Provided text –
....................
From
Day One At a personal
level, unforgettable days earn that rank, their space on a calendar often
invisible to anyone but you. Generally unnoticed, their anniversaries aren’t
celebrated with cakes and cards.
Perhaps they should be. I feel that way whenever I’m asked
about colon cancer, especially my experience living with it. Usually, I supply
details that may be relevant to the query. Most often, the questioner and I
discover that our cases are different. Even so, sharing our stories seems to
spread the effect of fear and pain in a way that diminishes those aspects of
the illness.
As a writer, I felt a similar result when the fright and
shock of cancer found expression in my poetry and my essays. In fact, when a
friend from Norfolk who volunteered at the cancer wing of an eastern Virginia
hospital read my chapbook, I Am One Too, dedicated to cancer patients, he
purchased four dozen copies to give to patients there.
What those poems and essays do for me is really what I try
to share. Since I’m familiar now with the progression of responses to news of the
illness, I often think that I could have named my collection Day One: The Call.
Although the message is etched in my brain, who the caller
was is a blur. “The entire tumor was cancerous,” they said. “There were no
clear blue lines.” Later I would be told that meant the surgeon wasn’t sure
he’d “gotten it all.” But that didn’t matter to the caller. What had to be
done, “immediately,” was to schedule a resection of my colon.
That call came on July 4th, thirteen years ago.
Indeed, Independence Day is extremely special to me every year. Doing double
duty, it serves as a reliable reminder that every day is precious, that our every thought and feeling and action
has some meaning worth receiving and sharing.
Finding words to describe those thoughts and feelings is
important to me, especially because I know that what I write may connect a
reader to the significance of his or her emotions. In a sense, my writing can
sometimes be as a remedy that clarifies and helps define emotions clouded by
shock and misery.
So I write. In earnest. And not just about cancer. I write
about people who have touched me, whose efforts I respect and appreciate. Some
of those people are my students. Others are friends who “normally don’t share
their stuff.” But I write about them, their triumphs and their disasters.
All of it matters.
Now and then I find a writer who has a story about their
cancer. Reading their work reconnects me with my emotional history that started
at Day One.
....................
Collection entries
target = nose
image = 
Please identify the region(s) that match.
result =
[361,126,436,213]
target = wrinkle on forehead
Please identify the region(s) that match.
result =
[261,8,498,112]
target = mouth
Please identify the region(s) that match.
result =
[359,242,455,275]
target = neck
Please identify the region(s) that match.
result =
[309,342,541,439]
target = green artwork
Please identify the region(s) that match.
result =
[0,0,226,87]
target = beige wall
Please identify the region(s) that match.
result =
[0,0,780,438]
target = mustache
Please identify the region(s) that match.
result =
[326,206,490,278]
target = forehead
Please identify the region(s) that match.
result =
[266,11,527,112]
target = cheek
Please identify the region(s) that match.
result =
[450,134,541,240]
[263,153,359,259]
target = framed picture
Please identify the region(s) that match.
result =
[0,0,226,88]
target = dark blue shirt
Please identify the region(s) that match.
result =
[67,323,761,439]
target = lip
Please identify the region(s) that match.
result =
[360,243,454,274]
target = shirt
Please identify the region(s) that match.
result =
....................
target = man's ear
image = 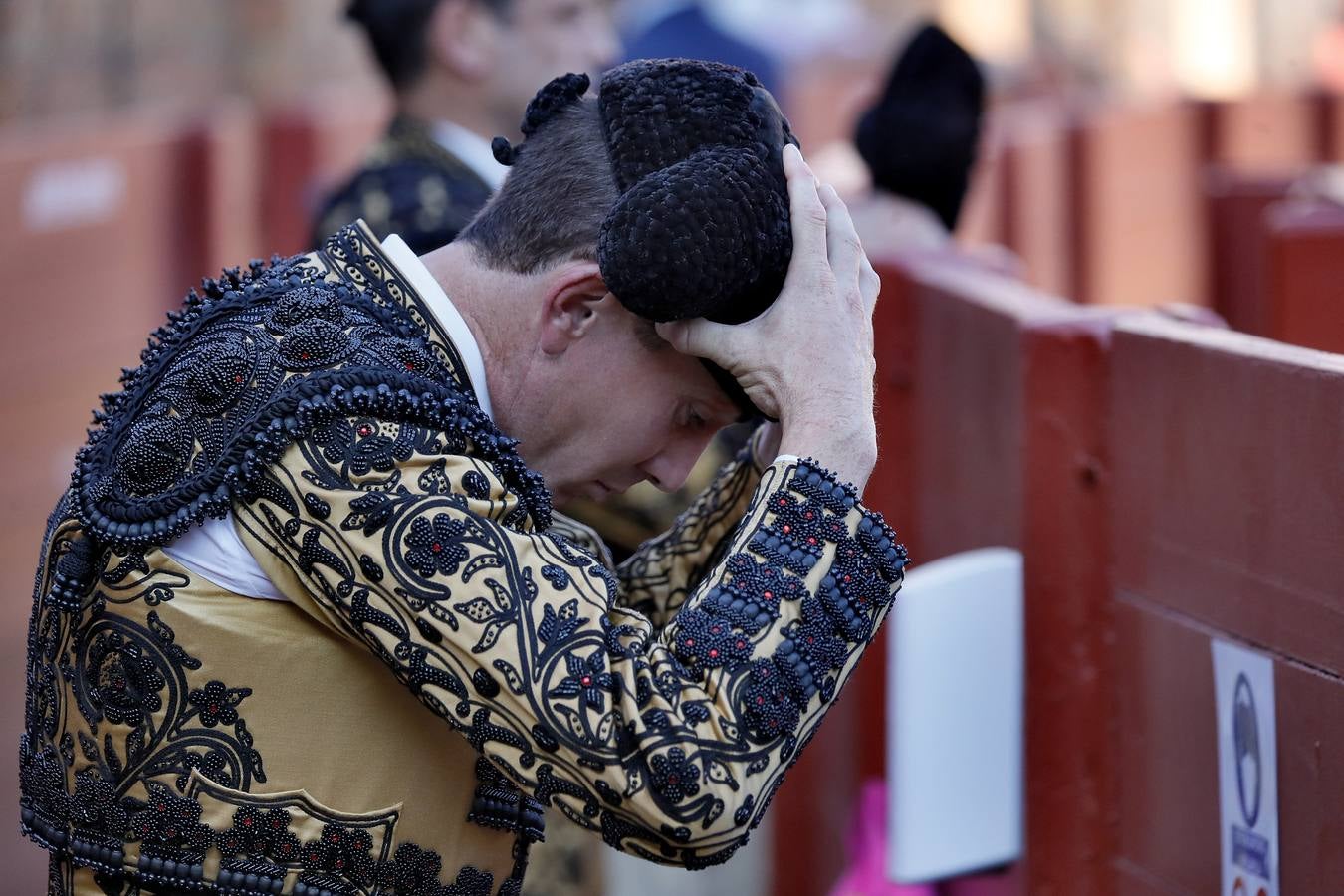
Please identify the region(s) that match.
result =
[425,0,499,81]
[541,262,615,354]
....................
Prompt 1 – In the essay on living with colon cancer, how many copies of the chapbook did the friend from Norfolk buy for patients?
Prompt 2 – Pick up the essay on living with colon cancer after its final sentence and extend it.

Result 1 – He bought four dozen copies.

Result 2 –
That happened yesterday when I read this from Professor
Barry Rubin, a man whose insights often have served as crucial supports
regarding my political positions concerning Israel and its neighbors. For me
(and for many others, I’m sure), his intellect and his diligence have served as
standards a mentor might set.
Nothing
is stranger than having a normal life and then within a few hours knowing that
it might end at almost any moment. That’s what happened to me when I was just
diagnosed with what is called inoperable lung cancer. I am still waiting final
results of the tests and the choice of therapies.
Although I’ve never met him, I’ve admired Professor Rubin
for years. Only now have I been able to glimpse his guidelines, those pillars
that gird his good work. In a sense, they come as a blessing cancer prompted
him to give. I welcome his reflections; each word rings true:
For
2000 years my ancestors dreamed of returning to their homeland [Israel]
and reestablishing their sovereignty. I
have had the privilege of living that dream. How amazing is that?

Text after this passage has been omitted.